STATED PROBLEM.
Shift every coordinate in the answer points up by 19 and write the items out again, requests included, starting at the beginning of the items and ending at the line that contains "<point>588,162</point>", both inclusive. Leave the sample points inside the requests unchanged.

SUPPLIED INFORMATION.
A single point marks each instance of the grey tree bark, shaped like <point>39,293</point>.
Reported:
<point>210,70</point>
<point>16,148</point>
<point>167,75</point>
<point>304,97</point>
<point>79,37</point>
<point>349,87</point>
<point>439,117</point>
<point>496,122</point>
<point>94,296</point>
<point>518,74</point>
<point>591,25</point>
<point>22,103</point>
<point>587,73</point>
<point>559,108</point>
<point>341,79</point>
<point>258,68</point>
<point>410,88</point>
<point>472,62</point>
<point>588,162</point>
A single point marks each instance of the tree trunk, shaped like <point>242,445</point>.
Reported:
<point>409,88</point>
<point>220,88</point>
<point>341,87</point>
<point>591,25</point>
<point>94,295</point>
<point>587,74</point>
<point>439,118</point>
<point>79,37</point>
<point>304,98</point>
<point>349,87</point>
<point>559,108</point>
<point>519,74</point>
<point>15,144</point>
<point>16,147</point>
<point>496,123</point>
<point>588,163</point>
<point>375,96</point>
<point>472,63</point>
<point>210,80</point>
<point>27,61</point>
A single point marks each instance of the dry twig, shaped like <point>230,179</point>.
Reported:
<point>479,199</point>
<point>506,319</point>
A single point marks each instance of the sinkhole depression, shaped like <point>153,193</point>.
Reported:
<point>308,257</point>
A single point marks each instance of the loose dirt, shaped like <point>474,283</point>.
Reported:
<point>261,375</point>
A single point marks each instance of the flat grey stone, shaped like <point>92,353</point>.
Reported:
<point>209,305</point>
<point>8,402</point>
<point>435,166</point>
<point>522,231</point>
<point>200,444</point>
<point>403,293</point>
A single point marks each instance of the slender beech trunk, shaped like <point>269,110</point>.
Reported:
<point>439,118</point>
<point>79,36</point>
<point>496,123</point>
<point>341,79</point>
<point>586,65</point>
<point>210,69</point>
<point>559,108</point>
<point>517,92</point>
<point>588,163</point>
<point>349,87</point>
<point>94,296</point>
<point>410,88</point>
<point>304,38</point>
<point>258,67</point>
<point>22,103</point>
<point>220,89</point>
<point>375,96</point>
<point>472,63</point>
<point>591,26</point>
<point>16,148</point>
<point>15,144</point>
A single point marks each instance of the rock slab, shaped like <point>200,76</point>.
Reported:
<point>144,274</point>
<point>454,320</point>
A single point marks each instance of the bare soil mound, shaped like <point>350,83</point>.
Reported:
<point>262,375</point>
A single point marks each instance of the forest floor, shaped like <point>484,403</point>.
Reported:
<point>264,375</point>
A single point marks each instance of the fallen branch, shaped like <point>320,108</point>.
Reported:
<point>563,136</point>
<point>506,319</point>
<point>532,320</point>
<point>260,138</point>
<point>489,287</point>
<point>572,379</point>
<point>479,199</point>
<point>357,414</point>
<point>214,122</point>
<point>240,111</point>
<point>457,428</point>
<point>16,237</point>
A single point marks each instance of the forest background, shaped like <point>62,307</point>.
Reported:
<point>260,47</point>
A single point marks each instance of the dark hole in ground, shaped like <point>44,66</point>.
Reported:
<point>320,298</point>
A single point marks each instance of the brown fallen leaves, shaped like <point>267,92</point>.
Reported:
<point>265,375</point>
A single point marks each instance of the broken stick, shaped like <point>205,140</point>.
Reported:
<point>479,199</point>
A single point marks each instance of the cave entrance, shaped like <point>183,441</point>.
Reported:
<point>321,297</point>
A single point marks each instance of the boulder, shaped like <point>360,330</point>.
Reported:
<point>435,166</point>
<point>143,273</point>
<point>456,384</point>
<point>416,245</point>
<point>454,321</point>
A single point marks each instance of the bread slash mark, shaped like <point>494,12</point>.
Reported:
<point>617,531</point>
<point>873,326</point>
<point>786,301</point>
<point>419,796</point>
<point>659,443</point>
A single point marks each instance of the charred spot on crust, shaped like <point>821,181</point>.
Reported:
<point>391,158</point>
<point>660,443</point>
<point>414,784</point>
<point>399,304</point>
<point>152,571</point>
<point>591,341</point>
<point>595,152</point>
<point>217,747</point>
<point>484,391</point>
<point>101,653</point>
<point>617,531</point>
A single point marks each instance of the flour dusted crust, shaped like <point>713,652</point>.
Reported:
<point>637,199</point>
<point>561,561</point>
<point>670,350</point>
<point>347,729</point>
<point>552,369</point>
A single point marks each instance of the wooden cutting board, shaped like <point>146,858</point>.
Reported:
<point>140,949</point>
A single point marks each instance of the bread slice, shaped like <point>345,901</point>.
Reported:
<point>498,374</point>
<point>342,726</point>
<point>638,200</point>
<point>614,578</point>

SOLVED PROBLEM.
A single point marks each instance of the grey tree bark, shaped like <point>39,293</point>.
Reported:
<point>229,89</point>
<point>35,167</point>
<point>186,94</point>
<point>323,116</point>
<point>98,56</point>
<point>368,106</point>
<point>458,136</point>
<point>515,141</point>
<point>113,315</point>
<point>537,93</point>
<point>610,44</point>
<point>41,122</point>
<point>606,92</point>
<point>578,127</point>
<point>360,98</point>
<point>277,87</point>
<point>429,107</point>
<point>491,81</point>
<point>607,181</point>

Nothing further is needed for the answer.